Poiché l’«io» appare alla nostra mente come fondato in sé e per sé, quando ricorriamo all’analisi per tentare di trovarlo e non lo troviamo, sembra che l’«io» non esista affatto, mentre a non esistere è soltanto l’«io» indipendente, l’«io» intrinsecamente esistente. Poiché qui c’è il pericolo di inciampare nella negazione e nel nichilismo, è fondamentale in questa prima fase capire che cos’è negato nell’assenza di sé.
Come appare l’«io» alla tua mente? Esso sembra esistere non grazie alla forza del pensiero, ma più concretamente. Devi riconoscere e identificare tale modalità di comprensione. È il tuo obiettivo.
La seconda fase consiste nel decidere che, se l’«io» esiste così come sembra, dev’essere o un tutt’uno con la mente e il corpo o separato da entrambi. Dopo avere verificato che non ci sono altre possibilità, nelle due fasi conclusive analizza se l’«io» e il complesso mente-corpo possono essere o una sola entità intrinsecamente fondata o diverse entità intrinsecamente fondate.
Come vedremo nei due paragrafi che seguono, attraverso la meditazione arriverai gradualmente a capire che ci sono convinzioni erronee in entrambe le versioni dell’«io». A questo punto potrai subito comprendere che un «io» intrinsecamente esistente è infondato. Questa è la comprensione dell’assenza di sé. Una volta capito che l’«io» non è intrinsecamente esistente, ti renderai conto facilmente che ciò che è «mio» non è intrinsecamente esistente.
******************************
> [Compiti]:
**1.** Rispondi a queste domande sul brano sull'assenza di sé:
(a) Che cosa soltanto, secondo il brano, non esiste?
(b) In che cosa consiste la seconda fase?
(c) Di che cosa ci si rende conto facilmente dopo aver capito che l'«io» non è intrinsecamente esistente?
**2.** Scrivi il seguito del brano sull'assenza di sé a partire dall'ultima frase.

> [Materiale fornito]:
******************************
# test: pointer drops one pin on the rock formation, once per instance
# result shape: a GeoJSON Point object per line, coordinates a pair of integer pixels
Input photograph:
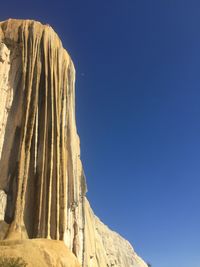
******************************
> [Risposte scritte]:
**1.**
(a) L'«io» indipendente, cioè l'«io» intrinsecamente esistente.
(b) Nel decidere che, se l'«io» esiste così come sembra, dev'essere o un tutt'uno con la mente e il corpo o separato da entrambi.
(c) Che ciò che è «mio» non è intrinsecamente esistente.

**2.**
La prima fase. Identificare l’obiettivo
Di solito qualsiasi cosa appaia alla nostra mente sembra esistere di per sé, indipendentemente dal pensiero. Quando rivolgi l’attenzione a un oggetto – che si tratti di te stesso, di un’altra persona, del corpo, della mente o di una cosa materiale – accetti il modo in cui appare come se fosse la sua condizione finale, interiore e reale. Ciò è chiaramente visibile nei momenti di stress, quando per esempio qualcuno ti critica per qualcosa che non hai fatto: «Hai rovinato la tal cosa». Improvvisamente pensi con decisione: «Non sono stato io!» e magari urli addirittura questa frase a chi ti accusa.
Come appare l’«io» alla tua mente in quel momento? In che modo sembra esistere questo «io» al quale dai così tanto valore e affetto? Come lo comprendi? Riflettendo su queste domande, puoi farti un’idea di come la mente comprenda in modo naturale e innato l’«io» come esistente di per sé, intrinsecamente.
Facciamo un altro esempio. Quando si suppone che tu debba fare qualcosa di importante e scopri di esserti dimenticato di farlo, puoi prendertela con la tua mente: «Che memoria terribile!». Quando ti arrabbi con la mente, l’«io» che è arrabbiato e la mente alla quale rivolgi la tua rabbia sembrano separati l’uno dall’altro.
Lo stesso accade quando te la prendi con il tuo corpo o con una sua parte, per esempio la tua mano. L’«io» che è arrabbiato sembra esistere autonomamente, in sé e per sé, distinto dal corpo con il quale sei arrabbiato. In situazioni del genere puoi notare che l’«io» sembra esistere di per sé, come se fosse autofondante, istituito in virtù del suo stesso carattere. A una tale coscienza l’«io» non appare fondato in dipendenza dalla mente e dal corpo.
Sei in grado di ricordare un’occasione in cui hai fatto qualcosa di orribile e la tua mente ha pensato: «Ho proprio combinato un guaio»? In quel momento ti sei identificato con una sensazione dell’«io» che ha una sua entità concreta, che non è né mente né corpo, ma qualcosa che appare con molta più forza.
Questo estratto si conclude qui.